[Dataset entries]
········

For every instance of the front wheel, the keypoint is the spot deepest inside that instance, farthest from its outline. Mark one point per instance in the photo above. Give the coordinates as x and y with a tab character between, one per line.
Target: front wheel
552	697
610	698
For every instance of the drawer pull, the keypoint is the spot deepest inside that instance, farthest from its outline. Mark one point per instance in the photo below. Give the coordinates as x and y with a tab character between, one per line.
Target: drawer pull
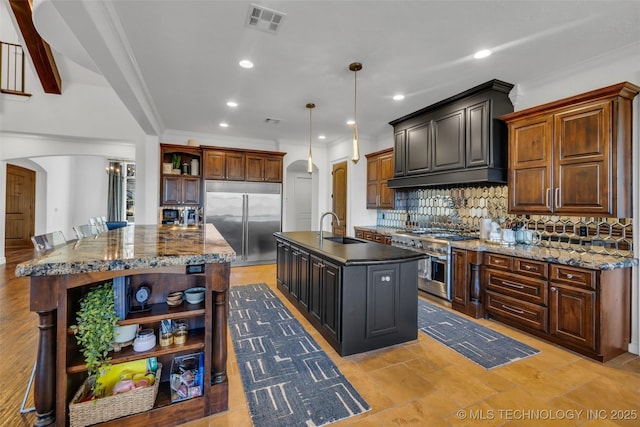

········

- _What to work on_
Output every entry exactly. Pictures stay out.

- _Answer box_
For every instance of the front wheel, the keypoint is the spot deepest inside that instance, farthest from its outline. Mark one point per instance in the photo above. Give the coordinates as x and y with a tab character between, one per line.
Target: front wheel
552	697
610	698
For every instance of the drawer pull, the keypoint is the spot deepest inside that instance, farthest from its outline. Mark one point per instance in the photo below. Give the coordinates as x and y with a tab character between, one per line.
Target: drawer pull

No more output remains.